(SUPPLIED PASSAGE begins)

Does praying work?
- According to Encyclopedia Britannica, there are six major types of prayer: petition, confession, intercession, praise and thanksgiving, adoration, and mystical union.
- In 1952, President Truman signed into law the National Day of Prayer, a date that President Reagan amended to fall on the first Thursday in May. The day is set aside so that “the people of the United States may turn to God in prayer and meditation at churches, in groups, and as individuals.”
- A 2014 Pew Research Center survey found that 55% of Americans say they pray daily.
- References to prayer can be found in written sources from 5,000 years ago, with the etymology of the word rooted in the Old French term preier (to request).
Though there has been anecdotal evidence of prayer influencing the external world, prayer's real effect is on people's inner lives. Many people skeptically look upon prayers for peace when they see violence in nearly every corner of the world, but what these skeptics are missing is the sense of inner peace that those who are praying gain. Prayer allows individuals to connect deeply with themselves and the divine and find strength in loneliness or alienation. And this notion can resonate out into the larger world.

(SUPPLIED PASSAGE ends)
(DATA EXCERPT begins)

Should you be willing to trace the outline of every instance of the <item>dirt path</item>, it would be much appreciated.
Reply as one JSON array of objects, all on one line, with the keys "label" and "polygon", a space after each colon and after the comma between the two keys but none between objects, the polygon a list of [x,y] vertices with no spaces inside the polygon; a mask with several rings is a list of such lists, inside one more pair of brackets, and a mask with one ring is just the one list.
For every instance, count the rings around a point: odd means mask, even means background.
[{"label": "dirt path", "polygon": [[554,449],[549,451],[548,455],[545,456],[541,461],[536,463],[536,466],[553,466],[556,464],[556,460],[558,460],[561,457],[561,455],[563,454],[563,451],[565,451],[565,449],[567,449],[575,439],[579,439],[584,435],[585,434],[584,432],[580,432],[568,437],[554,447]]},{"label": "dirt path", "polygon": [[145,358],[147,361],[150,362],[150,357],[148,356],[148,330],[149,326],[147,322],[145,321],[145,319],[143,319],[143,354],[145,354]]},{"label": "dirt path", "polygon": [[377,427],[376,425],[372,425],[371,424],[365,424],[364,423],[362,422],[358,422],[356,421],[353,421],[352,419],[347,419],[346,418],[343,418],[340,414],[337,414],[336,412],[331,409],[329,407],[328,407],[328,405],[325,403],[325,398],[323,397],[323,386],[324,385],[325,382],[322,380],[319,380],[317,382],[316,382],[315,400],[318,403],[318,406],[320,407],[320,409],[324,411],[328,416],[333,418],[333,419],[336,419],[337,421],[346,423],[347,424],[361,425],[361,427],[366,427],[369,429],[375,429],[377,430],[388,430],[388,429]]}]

(DATA EXCERPT ends)

▸ **EXERCISE GOAL**
Continue the text on whether prayer works, starting after its final sentence. The material plays no part in what follows.

▸ **RESPONSE AREA**
People often turn to prayer in times of trouble, when they feel overwhelmed, discouraged, or in danger--and for a good reason. In a scientifically measurable way, prayer has been proven to help alleviate the stress and anxiety associated with these states.
Brain scans of people deep in prayer have shown that prayer--especially the meditative types associated with Buddhism and Hinduism--has a measurable effect on the thickness of the frontal lobe in the brain. Since the frontal lobe is associated with motor skills, problem solving, spontaneity, memory, language, judgment, and impulse control, it can absolutely be said that prayer works to affect these individuals. These studies have also shown that those who regularly engage in prayer have more significant and permanent brain changes.
Prayer absolutely works to comfort those in need and help them connect with a larger purpose in life. Prayer also physically affects the brain and can lower stress levels, allowing individuals to lead more healthy and comfortable lives.
To say that prayers work means that something happened due to praying that would not have happened otherwise. Sadly, this has never proven to be the case. Yes, nice things happen after prayers, but not because of them.
Praying for better health is common across the world, and, fortunately, it is an easy way to gauge if prayers actually have any effect. Do people who pray have better health? Meta studies, covering over 7,000 patients, have shown that prayer does not decrease rehospitalization or speed up rehabilitation. Somewhat concerning is one study that found that if you knew you were being prayed for, you had an extra ten percent chance of developing complications.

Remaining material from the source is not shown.